--- START OF Data provided ---
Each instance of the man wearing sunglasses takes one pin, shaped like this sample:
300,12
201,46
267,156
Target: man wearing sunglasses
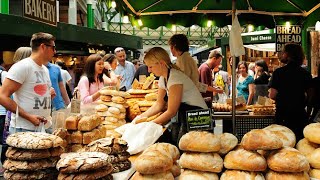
124,68
29,80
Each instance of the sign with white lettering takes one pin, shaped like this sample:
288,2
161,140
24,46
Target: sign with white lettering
285,34
199,119
41,10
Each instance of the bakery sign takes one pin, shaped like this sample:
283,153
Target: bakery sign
41,10
199,119
287,34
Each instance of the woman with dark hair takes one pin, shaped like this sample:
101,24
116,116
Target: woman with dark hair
245,84
291,88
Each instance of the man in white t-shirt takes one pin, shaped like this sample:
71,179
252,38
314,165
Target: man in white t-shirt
30,83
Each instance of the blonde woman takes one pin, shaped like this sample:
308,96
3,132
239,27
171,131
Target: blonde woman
176,88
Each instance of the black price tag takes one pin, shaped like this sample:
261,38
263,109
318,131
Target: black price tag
199,119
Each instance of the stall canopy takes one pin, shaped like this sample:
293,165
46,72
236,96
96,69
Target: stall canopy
155,13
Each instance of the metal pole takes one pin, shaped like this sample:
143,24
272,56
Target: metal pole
234,78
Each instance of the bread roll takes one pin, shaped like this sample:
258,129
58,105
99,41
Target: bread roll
312,132
228,142
200,141
314,173
285,134
245,175
197,175
287,159
272,175
260,139
241,159
314,158
306,147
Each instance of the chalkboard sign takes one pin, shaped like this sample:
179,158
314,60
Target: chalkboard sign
199,120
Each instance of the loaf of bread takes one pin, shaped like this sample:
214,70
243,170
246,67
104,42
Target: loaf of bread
314,158
228,142
210,162
241,159
312,132
306,147
200,141
197,175
260,139
287,159
272,175
285,134
245,175
87,123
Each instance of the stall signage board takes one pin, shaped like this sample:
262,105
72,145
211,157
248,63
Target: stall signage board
287,34
199,119
41,10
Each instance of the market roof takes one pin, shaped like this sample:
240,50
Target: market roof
155,13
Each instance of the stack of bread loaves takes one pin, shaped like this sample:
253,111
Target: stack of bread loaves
32,155
310,147
83,130
201,156
84,165
158,161
116,148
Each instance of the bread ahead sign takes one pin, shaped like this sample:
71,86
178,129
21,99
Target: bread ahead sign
41,10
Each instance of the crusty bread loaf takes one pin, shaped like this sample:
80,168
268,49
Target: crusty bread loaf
272,175
197,175
260,139
200,141
287,159
312,132
285,134
314,173
87,123
241,159
210,162
163,176
245,175
314,158
228,142
306,147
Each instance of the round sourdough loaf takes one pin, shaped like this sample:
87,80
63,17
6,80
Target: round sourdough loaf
34,140
210,162
287,159
228,142
306,147
200,141
197,175
312,132
272,175
241,159
260,139
245,175
314,158
285,134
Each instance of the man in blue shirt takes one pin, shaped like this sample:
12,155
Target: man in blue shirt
125,68
61,100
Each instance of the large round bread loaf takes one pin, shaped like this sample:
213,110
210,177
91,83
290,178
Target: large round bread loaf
200,141
314,158
287,160
228,142
312,132
241,159
306,147
197,175
260,139
245,175
285,134
210,162
272,175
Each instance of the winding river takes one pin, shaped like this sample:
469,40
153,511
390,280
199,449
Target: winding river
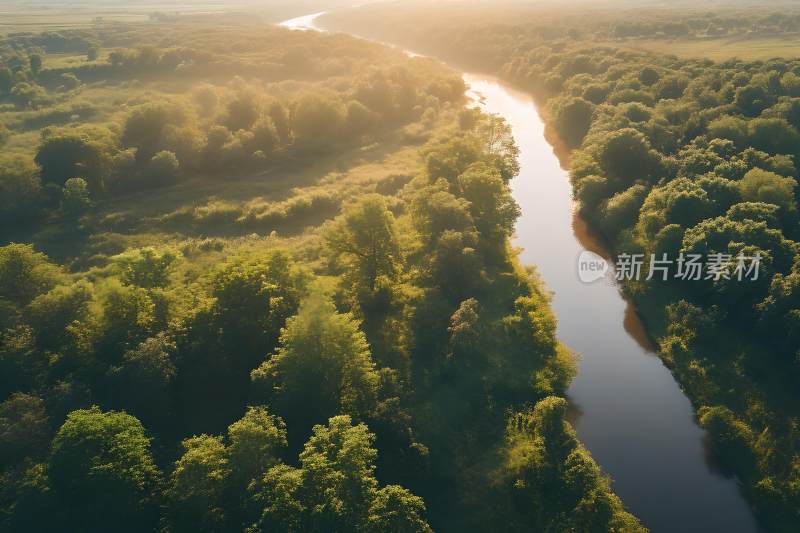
630,412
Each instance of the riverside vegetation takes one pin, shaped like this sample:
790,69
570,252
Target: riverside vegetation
255,279
673,155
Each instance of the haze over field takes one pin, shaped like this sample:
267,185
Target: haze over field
422,266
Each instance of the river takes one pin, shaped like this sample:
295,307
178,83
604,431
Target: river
630,412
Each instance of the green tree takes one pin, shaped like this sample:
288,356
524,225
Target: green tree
54,315
335,489
256,443
35,61
365,240
62,156
625,156
25,274
140,383
148,268
573,117
24,428
322,367
196,488
164,168
317,122
396,510
75,197
107,455
491,205
762,186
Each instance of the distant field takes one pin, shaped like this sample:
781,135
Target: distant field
720,49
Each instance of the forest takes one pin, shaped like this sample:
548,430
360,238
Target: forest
254,279
674,155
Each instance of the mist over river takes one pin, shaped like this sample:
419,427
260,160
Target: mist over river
630,412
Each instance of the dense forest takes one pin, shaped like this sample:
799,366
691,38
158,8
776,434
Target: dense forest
673,155
255,279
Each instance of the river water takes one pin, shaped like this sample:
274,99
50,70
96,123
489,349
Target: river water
630,412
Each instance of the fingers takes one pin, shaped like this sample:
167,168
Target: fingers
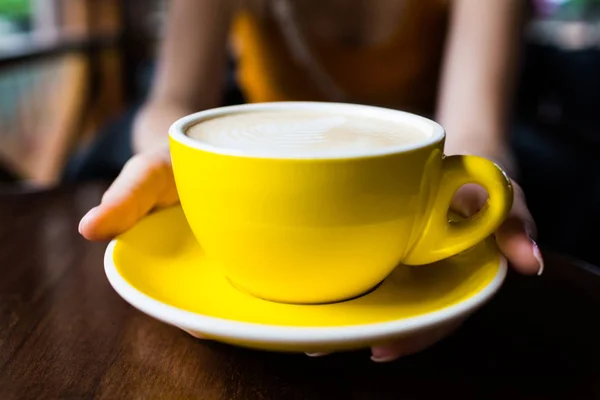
411,345
146,182
516,237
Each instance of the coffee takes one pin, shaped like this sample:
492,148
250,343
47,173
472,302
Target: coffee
304,133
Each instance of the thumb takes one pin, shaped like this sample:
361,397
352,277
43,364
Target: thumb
516,237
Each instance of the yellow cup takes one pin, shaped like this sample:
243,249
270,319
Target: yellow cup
324,229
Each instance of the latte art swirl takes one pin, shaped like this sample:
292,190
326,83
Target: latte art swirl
302,132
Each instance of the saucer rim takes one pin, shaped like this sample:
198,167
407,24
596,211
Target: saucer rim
256,332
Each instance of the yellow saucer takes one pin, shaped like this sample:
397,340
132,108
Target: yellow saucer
159,268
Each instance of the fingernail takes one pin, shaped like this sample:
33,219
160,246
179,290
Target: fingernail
384,359
538,256
85,218
316,354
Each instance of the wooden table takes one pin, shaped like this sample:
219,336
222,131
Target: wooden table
64,333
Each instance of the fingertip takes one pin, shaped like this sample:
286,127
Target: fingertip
523,254
101,223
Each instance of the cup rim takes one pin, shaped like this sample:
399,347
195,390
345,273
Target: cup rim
436,132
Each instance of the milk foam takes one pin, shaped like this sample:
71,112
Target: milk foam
304,133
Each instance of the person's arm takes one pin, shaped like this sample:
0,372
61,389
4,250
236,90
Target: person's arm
190,71
476,90
190,75
478,77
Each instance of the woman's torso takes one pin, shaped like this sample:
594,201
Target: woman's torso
382,52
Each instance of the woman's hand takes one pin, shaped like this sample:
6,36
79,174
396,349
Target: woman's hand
516,240
145,183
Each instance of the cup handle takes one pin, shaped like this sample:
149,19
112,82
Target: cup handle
442,238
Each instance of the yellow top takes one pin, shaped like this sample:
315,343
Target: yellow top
401,72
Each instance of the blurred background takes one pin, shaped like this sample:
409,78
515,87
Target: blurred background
74,72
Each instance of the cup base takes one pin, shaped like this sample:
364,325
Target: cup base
250,293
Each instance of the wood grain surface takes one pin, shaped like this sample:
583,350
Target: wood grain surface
65,334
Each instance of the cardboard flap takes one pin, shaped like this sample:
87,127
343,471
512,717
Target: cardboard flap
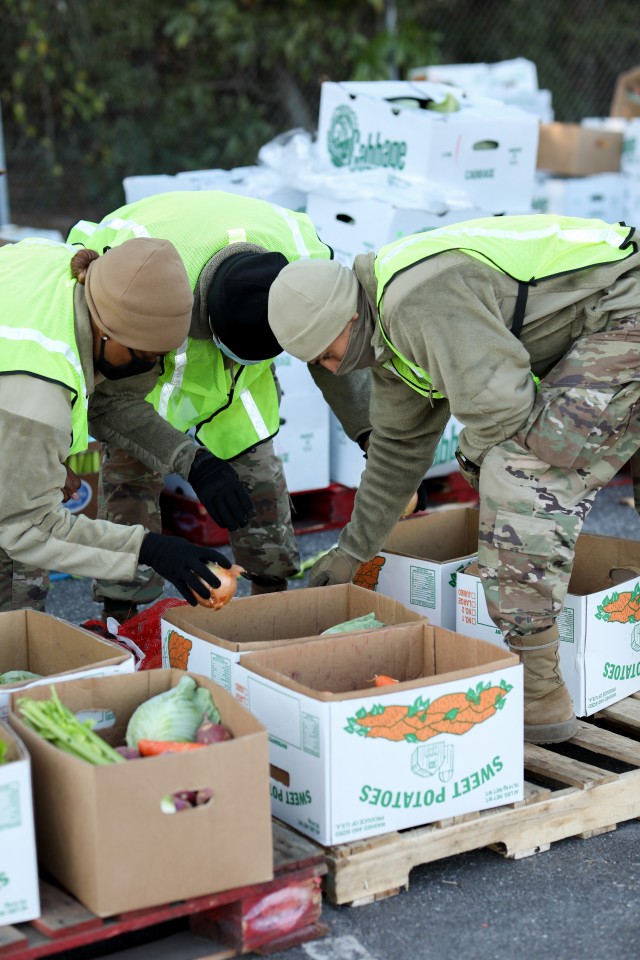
47,645
293,615
598,560
441,536
346,665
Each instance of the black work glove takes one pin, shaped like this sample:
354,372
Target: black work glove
183,563
220,491
469,470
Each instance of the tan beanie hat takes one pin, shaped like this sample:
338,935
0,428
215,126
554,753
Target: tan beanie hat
310,304
139,294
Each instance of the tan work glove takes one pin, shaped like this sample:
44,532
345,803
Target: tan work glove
337,566
469,470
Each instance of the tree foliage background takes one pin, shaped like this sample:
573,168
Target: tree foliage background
92,92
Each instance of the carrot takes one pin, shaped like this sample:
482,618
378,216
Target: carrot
382,680
387,717
179,649
154,748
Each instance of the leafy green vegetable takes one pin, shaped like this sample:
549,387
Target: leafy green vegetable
56,723
175,714
17,676
366,622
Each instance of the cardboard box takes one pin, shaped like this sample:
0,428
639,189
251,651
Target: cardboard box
599,654
334,781
87,466
599,197
302,443
19,890
483,154
346,461
364,225
55,649
573,150
626,95
419,563
210,642
101,831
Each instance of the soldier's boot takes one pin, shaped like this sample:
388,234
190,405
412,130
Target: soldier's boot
120,610
548,709
268,584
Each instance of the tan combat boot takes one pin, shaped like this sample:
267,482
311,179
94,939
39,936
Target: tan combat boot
548,709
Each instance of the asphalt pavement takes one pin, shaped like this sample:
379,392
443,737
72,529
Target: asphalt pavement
576,901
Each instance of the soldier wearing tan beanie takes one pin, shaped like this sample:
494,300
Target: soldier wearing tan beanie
139,295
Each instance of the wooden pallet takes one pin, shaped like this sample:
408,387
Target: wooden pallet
578,789
261,918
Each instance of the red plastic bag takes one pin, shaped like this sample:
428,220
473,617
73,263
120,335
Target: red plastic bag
143,630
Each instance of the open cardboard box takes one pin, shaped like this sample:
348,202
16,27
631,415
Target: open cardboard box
19,891
101,831
419,562
599,646
483,154
211,641
47,645
573,150
351,760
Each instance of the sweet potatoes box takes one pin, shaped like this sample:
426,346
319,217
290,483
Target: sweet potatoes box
351,760
102,831
599,624
211,641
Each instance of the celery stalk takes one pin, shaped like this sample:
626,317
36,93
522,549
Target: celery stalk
53,721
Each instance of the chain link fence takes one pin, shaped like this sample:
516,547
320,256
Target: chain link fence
58,172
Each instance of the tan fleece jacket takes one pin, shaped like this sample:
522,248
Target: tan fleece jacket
451,315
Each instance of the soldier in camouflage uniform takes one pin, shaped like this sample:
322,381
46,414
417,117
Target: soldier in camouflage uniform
129,493
215,386
527,330
23,587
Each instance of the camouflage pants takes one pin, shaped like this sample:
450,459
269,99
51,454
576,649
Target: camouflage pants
537,488
21,587
130,493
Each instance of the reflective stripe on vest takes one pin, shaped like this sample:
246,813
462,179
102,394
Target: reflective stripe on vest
528,248
37,335
195,388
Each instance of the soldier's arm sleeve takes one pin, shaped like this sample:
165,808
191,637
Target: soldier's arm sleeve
120,415
348,396
35,527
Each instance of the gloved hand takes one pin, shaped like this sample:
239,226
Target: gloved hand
183,563
469,470
220,491
337,566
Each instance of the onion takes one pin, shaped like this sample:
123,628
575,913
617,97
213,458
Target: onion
219,596
413,503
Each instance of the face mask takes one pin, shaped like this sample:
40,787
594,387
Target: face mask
119,371
229,353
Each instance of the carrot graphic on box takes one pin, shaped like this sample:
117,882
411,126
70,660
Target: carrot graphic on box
367,574
178,648
454,713
621,607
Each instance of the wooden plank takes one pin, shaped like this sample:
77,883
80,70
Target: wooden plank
291,850
561,769
625,713
359,871
61,913
607,743
180,946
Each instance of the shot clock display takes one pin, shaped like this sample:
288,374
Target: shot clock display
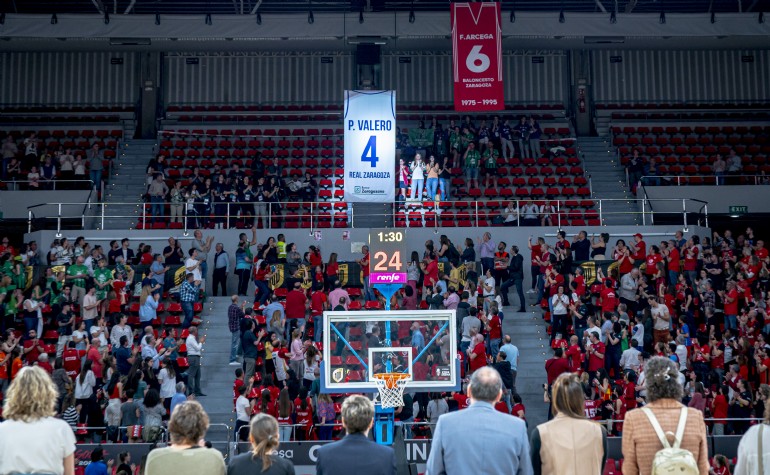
386,257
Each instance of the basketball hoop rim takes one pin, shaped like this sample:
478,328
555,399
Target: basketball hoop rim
391,379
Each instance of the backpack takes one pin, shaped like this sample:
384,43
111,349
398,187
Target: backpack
672,459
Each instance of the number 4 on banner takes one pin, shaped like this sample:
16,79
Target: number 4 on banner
370,152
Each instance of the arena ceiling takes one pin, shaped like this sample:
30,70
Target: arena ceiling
294,6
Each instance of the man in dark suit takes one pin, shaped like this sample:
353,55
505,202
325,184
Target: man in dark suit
355,453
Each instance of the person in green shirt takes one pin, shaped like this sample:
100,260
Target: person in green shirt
472,159
455,144
76,275
102,280
281,247
489,158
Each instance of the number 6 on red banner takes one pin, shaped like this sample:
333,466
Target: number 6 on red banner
477,54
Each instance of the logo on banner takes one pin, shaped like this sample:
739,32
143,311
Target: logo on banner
477,56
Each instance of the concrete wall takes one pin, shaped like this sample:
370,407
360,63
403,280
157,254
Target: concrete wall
--- END OF Data provided ---
* Aim *
Quote, without alteration, the lines running from the line containing "Each instance of the shot" to the last line of the entries, and include no pictures.

* Problem solution *
Each instance of the shot clock display takes one pin, shaped like this sample:
288,374
Target: shot clock display
386,257
Each instance of the basketball hoop rim takes one pin, shaped like this sample:
478,328
555,399
Target: basketball hoop rim
391,379
Each instance of the backpack takes one pin, shaped like this sample:
384,43
111,349
398,187
Target: backpack
672,459
Each instance of the number 4 on banner takes one pin, shaped like this sample:
16,79
Target: number 4 on banner
370,152
Each instance of the arena ceiling takes one pin, shaped like this sample:
30,70
Target: arena ceiling
294,6
Each instance of the man in dark suit takes one pin, shaped like this sample:
353,55
505,202
325,184
Target: man in dark suit
355,453
Each instance of the person in green shirt takes one pin, shaped like this sample:
100,260
Target: person in green shirt
472,159
455,144
76,275
102,280
281,247
489,158
Each instance of the number 6 on red banner takes one pin, shaped like this sample:
333,466
Target: number 6 on red banner
477,54
Each instance of the logo on banner takes one pin, shaped like this sample:
739,32
143,311
Target: logo on banner
477,56
Each instance of the concrete wall takes one pin, shaped like this sample:
370,407
360,63
403,280
157,254
Target: concrete wall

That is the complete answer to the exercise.